### FRAGMENTO DE PÁGINA:
Por la rueda o por la horca, por degüello o por hoguera, la ejecución se desarrolla como una auténtica interpretación dramática, donde el patíbulo es el escenario, el verdugo y el condenado, los dos actores principales, los mirones en turbamulta, los espectadores.7

A estos castigos ejemplares se había llegado, al parecer, por un cambio de mentalidad. Si en un principio se había considerado que el pecado y el delito se podían redimir, se pasó luego a considerarlos, y juzgarlos, como un crimen contra el estado y la divinidad.

No podemos olvidar, por otra parte, que era ese concepto de crimen o de rebelión el que estaba presente en el castigo de la época clásica, la pagana, y aún antes. Al fin y al cabo nada cuesta más de erradicar de un país o de una civilización que sus costumbres.

El sentido de la justicia era todavía pagano en sus tres cuartas partes. Era necesidad de venganza. La Iglesia había tratado, ciertamente, de endulzar los usos jurídicos, impulsando a la mansedumbre, a la paz y al carácter conciliador; pero el sentido del derecho propiamente dicho no se había modificado por ello. Al contrario, se había hecho aún más extremado, incorporando a la necesidad de sanción el odio al pecado. Mas el pecado era con harta frecuencia, para aquel vehemente espíritu, aquello que hace el enemigo. El sentido de la justicia había ido extremándose poco a poco, hasta llegar a ser un puro saltar del polo de un bárbaro concepto del ojo por ojo y diente por diente, al polo de la aversión religiosa por el pecado. Simultáneamente se sentía más y más la urgente necesidad de que el Estado castigase con rigor. El sentimiento de inseguridad, el exagerado temor, que implora el poder público en toda crisis una política terrorista, se había hecho crónico en la última Edad Media. La idea de que hay que purgar todo crimen fue retrocediendo paulatinamente, para convertirse en una supervivencia casi idílica de antigua ingenuidad, a medida que se consolidaba la idea de que el crimen significa al mismo tiempo un peligro para la sociedad y un ataque a la majestad divina. De esa suerte fue el final de la Edad Media una época de florecimiento embriagador de una justicia minuciosa y cruel. No se paraba mientes ni un momento en si el malhechor había merecido su castigo. Se experimentaba la más íntima satisfacción ante los actos ejemplares de justicia, que practicaban los príncipes por sí mismos. De tiempo en tiempo iniciaban las autoridades campañas de rigurosa justicia, ya contra los ladrones y bandoleros ya contra las brujas y encantadores, ya contra la sodomía. Lo que nos sorprende en la crueldad de la administración de justicia en la última Edad Media, no es una perversidad morbosa, sino el regocijo animal y grosero, el placer de espectáculo de feria que el pueblo experimenta con ella.8

Estos espectáculos se realizaban al aire libre. Algunos, como veremos, con una coreografía tan aparentemente moderna que exigía que reo, verdugo y público, se fueran desplazando por la ciudad, con sus estaciones, o escenarios diversos, a fin de dar cumplida sentencia de la pena impuesta. Por regla general iban desde el tribunal a la plaza pública, al mercado.

### TAREAS:
- 1) Responde estas preguntas sobre el fragmento:
(a) ¿Qué papel cumple el patíbulo en la ejecución?
(b) ¿En qué proporción era todavía pagano el sentido de la justicia?
(c) Por regla general, ¿desde dónde y hasta dónde iban estos espectáculos?
- 2) Extrae del fragmento, sin cambiar nada, el pasaje que empieza en las palabras "A estos castigos" y termina después de "que sus costumbres.".

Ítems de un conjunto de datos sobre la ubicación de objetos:
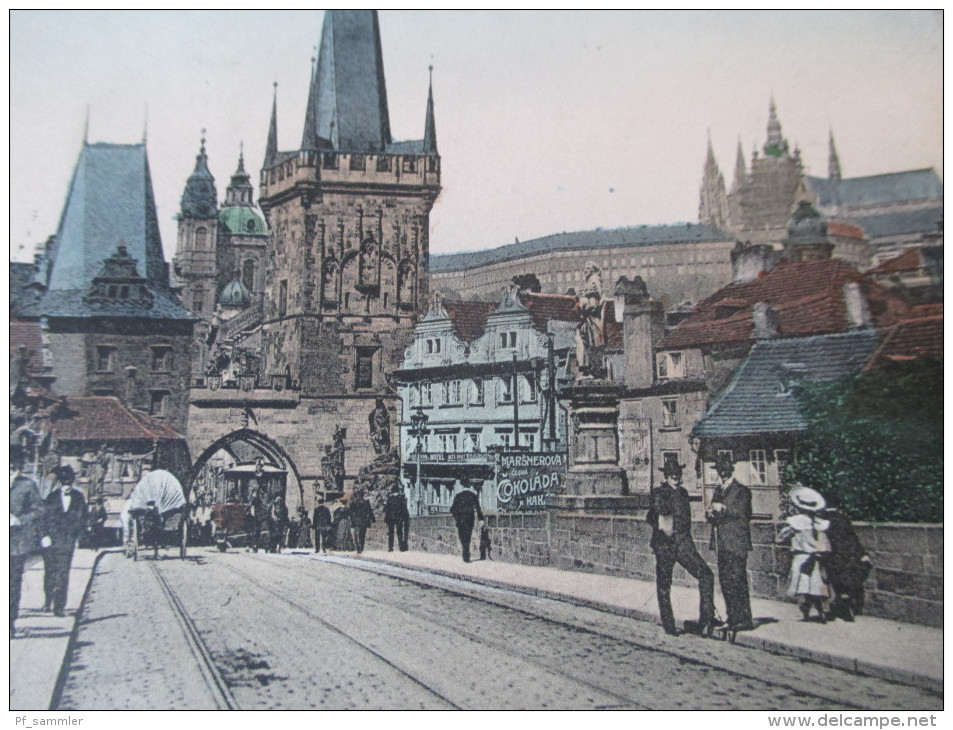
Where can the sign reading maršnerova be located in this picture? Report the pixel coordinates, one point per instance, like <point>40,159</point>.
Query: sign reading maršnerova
<point>525,481</point>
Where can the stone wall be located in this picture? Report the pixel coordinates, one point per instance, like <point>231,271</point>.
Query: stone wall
<point>906,583</point>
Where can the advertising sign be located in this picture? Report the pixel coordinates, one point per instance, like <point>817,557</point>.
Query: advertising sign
<point>524,481</point>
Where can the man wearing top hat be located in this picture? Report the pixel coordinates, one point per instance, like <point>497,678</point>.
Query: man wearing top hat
<point>64,520</point>
<point>671,520</point>
<point>730,515</point>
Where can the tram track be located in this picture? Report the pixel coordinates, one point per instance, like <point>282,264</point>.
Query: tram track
<point>425,579</point>
<point>217,686</point>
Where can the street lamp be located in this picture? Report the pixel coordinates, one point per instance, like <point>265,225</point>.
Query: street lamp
<point>419,422</point>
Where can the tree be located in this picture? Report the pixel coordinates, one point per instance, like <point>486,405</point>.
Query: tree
<point>874,443</point>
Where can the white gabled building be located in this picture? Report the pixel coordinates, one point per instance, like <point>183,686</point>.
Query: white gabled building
<point>483,379</point>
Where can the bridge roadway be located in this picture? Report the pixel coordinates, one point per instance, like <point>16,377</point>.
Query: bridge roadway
<point>256,631</point>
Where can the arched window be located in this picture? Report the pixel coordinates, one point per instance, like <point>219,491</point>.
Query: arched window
<point>248,274</point>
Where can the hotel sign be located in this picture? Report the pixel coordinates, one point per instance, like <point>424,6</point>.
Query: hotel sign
<point>524,481</point>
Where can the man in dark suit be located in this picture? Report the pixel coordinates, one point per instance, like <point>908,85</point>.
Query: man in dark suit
<point>64,520</point>
<point>26,510</point>
<point>671,519</point>
<point>465,505</point>
<point>397,518</point>
<point>730,516</point>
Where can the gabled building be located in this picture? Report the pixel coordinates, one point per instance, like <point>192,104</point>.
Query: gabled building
<point>757,418</point>
<point>110,324</point>
<point>484,379</point>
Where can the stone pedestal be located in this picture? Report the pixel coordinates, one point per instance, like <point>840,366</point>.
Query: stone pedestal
<point>595,483</point>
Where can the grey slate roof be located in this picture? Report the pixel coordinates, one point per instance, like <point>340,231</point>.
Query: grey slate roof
<point>873,189</point>
<point>752,402</point>
<point>633,236</point>
<point>347,104</point>
<point>925,220</point>
<point>110,200</point>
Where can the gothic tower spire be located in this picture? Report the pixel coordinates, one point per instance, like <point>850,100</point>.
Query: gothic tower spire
<point>776,145</point>
<point>713,205</point>
<point>430,127</point>
<point>833,163</point>
<point>347,103</point>
<point>271,148</point>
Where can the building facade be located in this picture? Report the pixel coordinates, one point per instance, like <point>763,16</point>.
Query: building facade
<point>480,383</point>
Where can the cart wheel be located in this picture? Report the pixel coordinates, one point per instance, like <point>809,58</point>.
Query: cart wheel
<point>185,537</point>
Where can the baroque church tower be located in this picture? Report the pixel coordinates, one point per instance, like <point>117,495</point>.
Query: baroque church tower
<point>349,214</point>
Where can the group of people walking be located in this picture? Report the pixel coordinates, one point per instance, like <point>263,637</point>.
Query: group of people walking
<point>51,526</point>
<point>828,567</point>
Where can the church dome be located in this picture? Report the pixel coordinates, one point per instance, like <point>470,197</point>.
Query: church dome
<point>806,225</point>
<point>234,295</point>
<point>242,221</point>
<point>199,200</point>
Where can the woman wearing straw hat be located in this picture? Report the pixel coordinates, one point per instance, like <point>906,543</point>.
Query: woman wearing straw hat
<point>807,532</point>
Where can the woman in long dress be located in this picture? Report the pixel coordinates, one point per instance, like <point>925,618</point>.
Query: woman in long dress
<point>809,545</point>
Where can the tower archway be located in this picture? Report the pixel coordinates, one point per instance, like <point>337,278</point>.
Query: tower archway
<point>243,461</point>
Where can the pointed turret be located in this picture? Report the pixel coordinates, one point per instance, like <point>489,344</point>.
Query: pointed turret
<point>199,200</point>
<point>271,147</point>
<point>713,206</point>
<point>347,102</point>
<point>833,163</point>
<point>741,169</point>
<point>430,127</point>
<point>776,145</point>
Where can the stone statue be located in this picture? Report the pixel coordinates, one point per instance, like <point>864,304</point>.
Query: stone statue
<point>379,423</point>
<point>590,336</point>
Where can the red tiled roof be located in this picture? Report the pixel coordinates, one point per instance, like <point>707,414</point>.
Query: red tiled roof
<point>909,260</point>
<point>27,334</point>
<point>844,230</point>
<point>468,318</point>
<point>547,307</point>
<point>807,297</point>
<point>910,339</point>
<point>102,418</point>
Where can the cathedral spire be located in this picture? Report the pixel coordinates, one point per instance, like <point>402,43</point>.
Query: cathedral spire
<point>347,102</point>
<point>833,163</point>
<point>271,147</point>
<point>741,170</point>
<point>776,145</point>
<point>430,127</point>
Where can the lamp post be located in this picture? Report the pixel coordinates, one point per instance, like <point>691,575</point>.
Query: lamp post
<point>419,422</point>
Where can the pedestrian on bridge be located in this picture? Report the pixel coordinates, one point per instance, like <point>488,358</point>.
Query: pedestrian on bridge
<point>63,523</point>
<point>465,505</point>
<point>671,519</point>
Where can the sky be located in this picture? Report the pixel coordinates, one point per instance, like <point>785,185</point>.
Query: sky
<point>547,121</point>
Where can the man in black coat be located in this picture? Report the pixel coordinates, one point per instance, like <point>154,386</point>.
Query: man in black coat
<point>362,517</point>
<point>64,521</point>
<point>730,516</point>
<point>397,518</point>
<point>26,509</point>
<point>465,505</point>
<point>321,521</point>
<point>671,519</point>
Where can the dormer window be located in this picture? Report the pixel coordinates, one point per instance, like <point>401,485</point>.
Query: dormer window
<point>670,365</point>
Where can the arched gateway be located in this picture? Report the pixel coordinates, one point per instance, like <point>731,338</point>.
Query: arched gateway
<point>243,462</point>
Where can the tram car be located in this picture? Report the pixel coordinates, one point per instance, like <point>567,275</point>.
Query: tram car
<point>155,515</point>
<point>244,497</point>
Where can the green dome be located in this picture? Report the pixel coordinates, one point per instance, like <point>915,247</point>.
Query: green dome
<point>242,221</point>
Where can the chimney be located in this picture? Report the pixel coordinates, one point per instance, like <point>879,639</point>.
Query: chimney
<point>765,321</point>
<point>858,313</point>
<point>643,326</point>
<point>750,260</point>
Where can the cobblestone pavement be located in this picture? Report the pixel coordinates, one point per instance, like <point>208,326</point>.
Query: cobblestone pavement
<point>297,632</point>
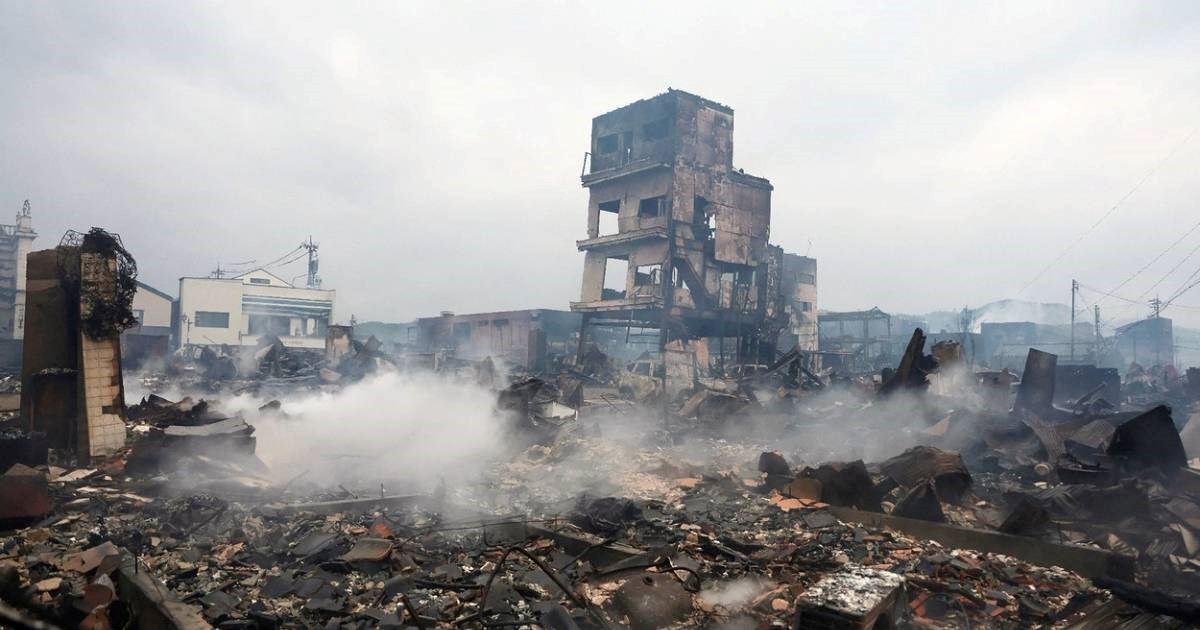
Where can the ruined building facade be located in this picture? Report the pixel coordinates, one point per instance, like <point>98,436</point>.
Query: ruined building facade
<point>677,238</point>
<point>16,243</point>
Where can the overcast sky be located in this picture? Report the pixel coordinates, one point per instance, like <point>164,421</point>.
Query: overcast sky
<point>928,157</point>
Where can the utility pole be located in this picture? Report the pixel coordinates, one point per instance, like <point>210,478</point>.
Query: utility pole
<point>1074,289</point>
<point>313,263</point>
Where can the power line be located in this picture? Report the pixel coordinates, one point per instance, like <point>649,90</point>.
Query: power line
<point>1157,258</point>
<point>282,257</point>
<point>1111,210</point>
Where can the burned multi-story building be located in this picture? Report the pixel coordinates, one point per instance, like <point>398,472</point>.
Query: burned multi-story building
<point>16,243</point>
<point>678,237</point>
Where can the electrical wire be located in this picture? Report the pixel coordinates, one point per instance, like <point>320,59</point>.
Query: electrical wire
<point>1110,211</point>
<point>1157,258</point>
<point>282,257</point>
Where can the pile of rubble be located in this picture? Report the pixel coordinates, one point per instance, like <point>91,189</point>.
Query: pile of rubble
<point>777,498</point>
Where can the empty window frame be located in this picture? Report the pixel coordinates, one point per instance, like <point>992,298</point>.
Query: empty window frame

### RESPUESTAS:
- 1)
(a) Es el escenario.
(b) En sus tres cuartas partes.
(c) Desde el tribunal a la plaza pública, al mercado.

- 2)
A estos castigos ejemplares se había llegado, al parecer, por un cambio de mentalidad. Si en un principio se había considerado que el pecado y el delito se podían redimir, se pasó luego a considerarlos, y juzgarlos, como un crimen contra el estado y la divinidad.

No podemos olvidar, por otra parte, que era ese concepto de crimen o de rebelión el que estaba presente en el castigo de la época clásica, la pagana, y aún antes. Al fin y al cabo nada cuesta más de erradicar de un país o de una civilización que sus costumbres.